= Extract =
::::::::

PDF is supposed to be the format that looks the same everywhere all the time. But these "PDF" completely and miserably fail at that.

teleforce|4 months ago

I share the same OP sentiment, and I think most users are.

At my workplace I've most of the Acrobat software suites for free but cannot be bothered to install them no matter how useful for my workflow because their multitude of software are just bad and resource hungry.

This is a classic pain point, I'm surprised Microsoft or any other companies do not provide better alternative to popular Acrobat software. My take is that designing front-end desktop software are genuinely hard and pay little if you're the second players.

ChuckMcM|4 months ago

Pretty neat, I always appreciate it when someone can give the reasoning behind their programming choices.

Its a good start but some issues (on Win10 using the binary from releases) that became pretty apparent right off the bat. I took an instructables page[1], that on Windows I had used 'print to PDF' to print it from Firefox into one long PDF. Using 'j' to scroll down, stops at the end of the page but keeps pretending its going down so you end up down a bunch of virtual lines that don't exist, 'J' will move you to the next page but not to the top of the next page? Two copies of the same file (but from different places, one from the NAS and one from the local disk) open, then neither one of them rendered. The status line suggested they were on different pages but there was nothing on the screen.

That said, it started quickly and time to first page render was fast (with a single file open). I tried it on a more conventional file (datasheet) and again with 'j' or 'k' it moves the page down or up and leave blank space where the page was, neither the next or previous pages are anywhere to be seen until you type 'J' or 'K'. That's a bit unintuitive.

::::::::

Named region outline records

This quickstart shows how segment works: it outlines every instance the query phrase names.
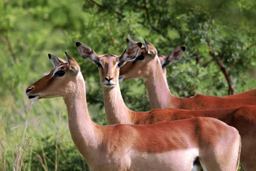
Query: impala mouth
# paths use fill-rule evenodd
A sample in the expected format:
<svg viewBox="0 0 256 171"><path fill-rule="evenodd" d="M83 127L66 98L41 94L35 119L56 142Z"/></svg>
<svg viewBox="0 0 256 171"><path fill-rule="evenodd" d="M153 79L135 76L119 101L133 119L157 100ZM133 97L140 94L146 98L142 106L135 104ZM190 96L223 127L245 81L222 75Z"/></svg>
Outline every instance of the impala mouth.
<svg viewBox="0 0 256 171"><path fill-rule="evenodd" d="M33 99L36 97L36 96L29 96L29 99Z"/></svg>
<svg viewBox="0 0 256 171"><path fill-rule="evenodd" d="M116 85L115 84L103 84L104 87L107 88L111 88Z"/></svg>
<svg viewBox="0 0 256 171"><path fill-rule="evenodd" d="M28 95L29 99L31 101L35 101L38 99L39 95Z"/></svg>
<svg viewBox="0 0 256 171"><path fill-rule="evenodd" d="M119 77L118 78L118 81L119 82L122 82L122 81L124 78L125 78L125 77Z"/></svg>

::::::::

= Exercise task =
Reproduce the comment thread between "PDF is supposed" and "most users are.", inclusive, swapping "format" for "standard". Rely solely on the comment thread for what comes next.

= Full answer =
PDF is supposed to be the standard that looks the same everywhere all the time. But these "PDF" completely and miserably fail at that.

teleforce|4 months ago

I share the same OP sentiment, and I think most users are.